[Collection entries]
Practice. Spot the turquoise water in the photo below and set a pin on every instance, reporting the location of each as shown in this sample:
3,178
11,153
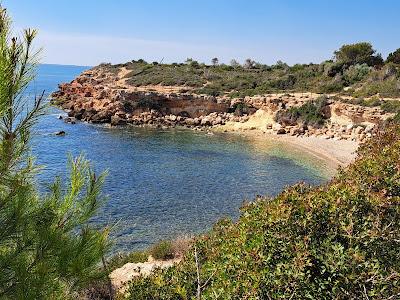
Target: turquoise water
164,183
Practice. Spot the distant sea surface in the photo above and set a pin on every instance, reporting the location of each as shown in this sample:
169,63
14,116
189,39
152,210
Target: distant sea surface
165,183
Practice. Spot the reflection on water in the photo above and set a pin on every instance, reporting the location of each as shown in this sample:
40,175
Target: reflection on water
163,183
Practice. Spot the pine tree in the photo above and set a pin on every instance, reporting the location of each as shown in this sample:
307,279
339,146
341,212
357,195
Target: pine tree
47,247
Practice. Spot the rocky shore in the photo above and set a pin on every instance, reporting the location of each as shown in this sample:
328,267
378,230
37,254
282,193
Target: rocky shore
97,96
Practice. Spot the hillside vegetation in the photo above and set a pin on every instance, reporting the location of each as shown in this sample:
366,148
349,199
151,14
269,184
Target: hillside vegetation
355,70
337,241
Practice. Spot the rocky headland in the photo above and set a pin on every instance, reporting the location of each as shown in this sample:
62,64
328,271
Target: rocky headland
101,96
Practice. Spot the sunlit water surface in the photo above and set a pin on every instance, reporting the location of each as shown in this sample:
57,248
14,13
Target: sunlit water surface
165,183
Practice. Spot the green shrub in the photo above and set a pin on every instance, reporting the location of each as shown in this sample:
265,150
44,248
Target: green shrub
336,241
310,113
356,73
120,259
162,250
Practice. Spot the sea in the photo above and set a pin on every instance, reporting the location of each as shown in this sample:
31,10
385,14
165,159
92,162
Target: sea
164,183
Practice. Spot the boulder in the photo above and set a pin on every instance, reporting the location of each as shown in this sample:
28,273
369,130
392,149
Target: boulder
117,120
281,131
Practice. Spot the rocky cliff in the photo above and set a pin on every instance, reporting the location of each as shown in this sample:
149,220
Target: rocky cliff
101,96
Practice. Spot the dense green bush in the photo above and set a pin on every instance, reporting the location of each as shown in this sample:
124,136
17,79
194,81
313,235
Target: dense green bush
394,57
359,53
162,250
310,113
337,241
356,73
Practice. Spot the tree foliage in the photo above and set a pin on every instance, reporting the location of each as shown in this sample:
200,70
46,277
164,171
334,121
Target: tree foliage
47,247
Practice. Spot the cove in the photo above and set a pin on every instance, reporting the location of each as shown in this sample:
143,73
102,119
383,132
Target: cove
165,183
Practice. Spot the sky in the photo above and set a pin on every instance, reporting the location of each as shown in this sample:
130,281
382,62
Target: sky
89,32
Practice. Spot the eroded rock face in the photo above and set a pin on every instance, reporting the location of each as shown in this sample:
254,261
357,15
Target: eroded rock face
121,276
98,96
93,98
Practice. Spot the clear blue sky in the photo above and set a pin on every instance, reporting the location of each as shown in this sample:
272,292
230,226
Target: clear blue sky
87,32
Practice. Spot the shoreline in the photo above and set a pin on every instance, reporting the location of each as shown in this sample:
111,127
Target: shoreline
335,153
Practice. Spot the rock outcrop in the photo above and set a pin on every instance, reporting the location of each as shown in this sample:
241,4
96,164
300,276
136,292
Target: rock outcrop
98,96
122,276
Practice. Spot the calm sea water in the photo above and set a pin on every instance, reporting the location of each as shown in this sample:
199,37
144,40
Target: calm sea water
164,183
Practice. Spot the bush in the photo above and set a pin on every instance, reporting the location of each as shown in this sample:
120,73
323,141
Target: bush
336,241
310,113
162,250
394,57
356,73
359,53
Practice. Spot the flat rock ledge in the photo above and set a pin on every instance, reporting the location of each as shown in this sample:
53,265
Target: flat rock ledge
122,276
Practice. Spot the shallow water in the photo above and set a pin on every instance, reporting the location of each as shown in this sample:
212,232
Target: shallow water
164,183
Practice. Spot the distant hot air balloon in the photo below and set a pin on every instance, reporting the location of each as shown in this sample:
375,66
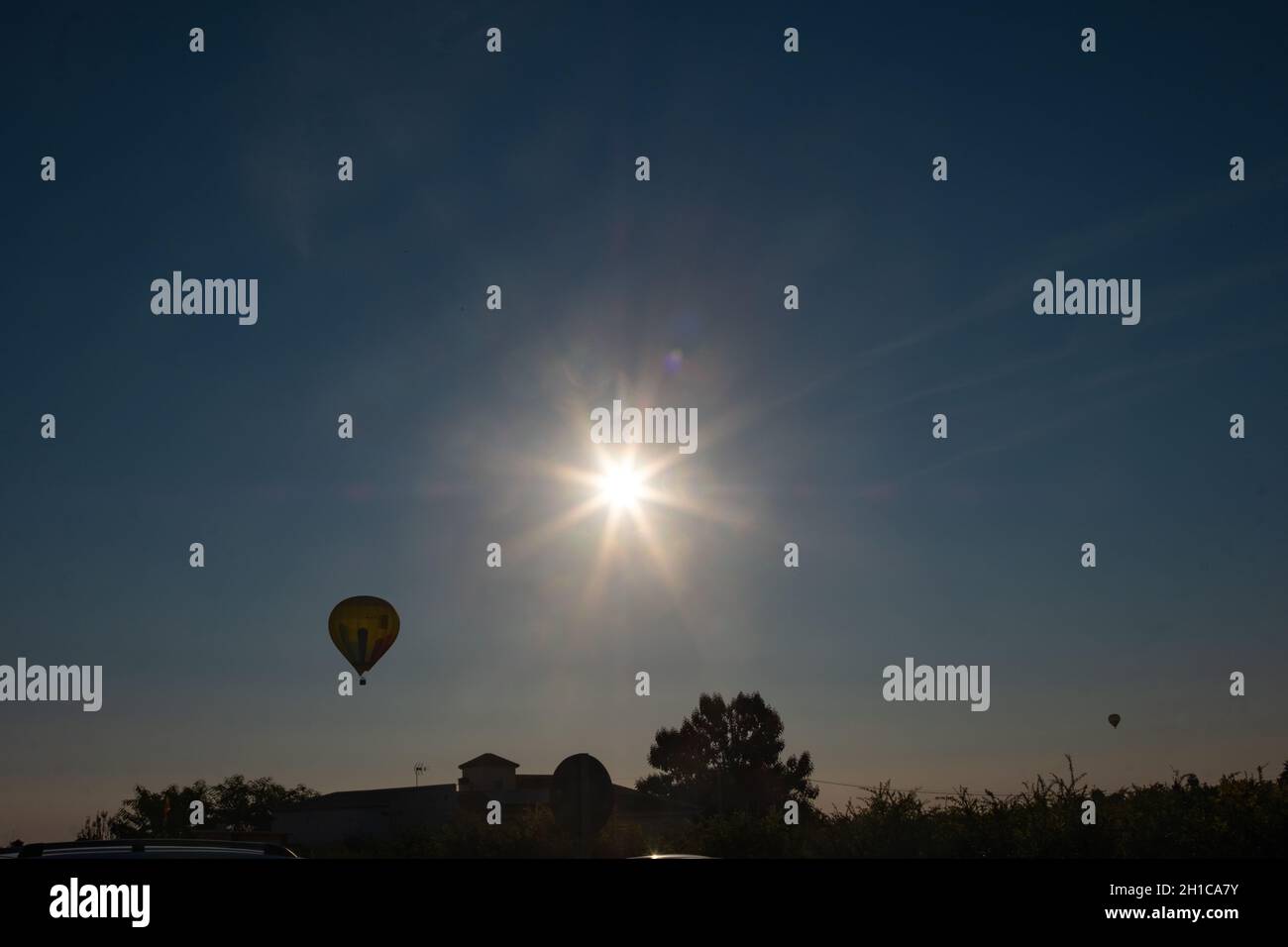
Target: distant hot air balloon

**WHAT YOU SHOULD DO:**
Print the stretch of the entries from the line containing "Practice. Spot the shallow" through the end of the entries, with both ends included. Leave the pictures out of your answer.

**PROBLEM SOLUTION:**
Practice. Spot the shallow water in the photo above and set a pin on every instance, reporting the location of each as shown in this sample:
212,232
Target: shallow water
164,183
Practice. Spot the distant hot air balloon in the photo below and set a pin on every instance, reporting the location of each as shown in this sample:
375,66
Target: distant hot air balloon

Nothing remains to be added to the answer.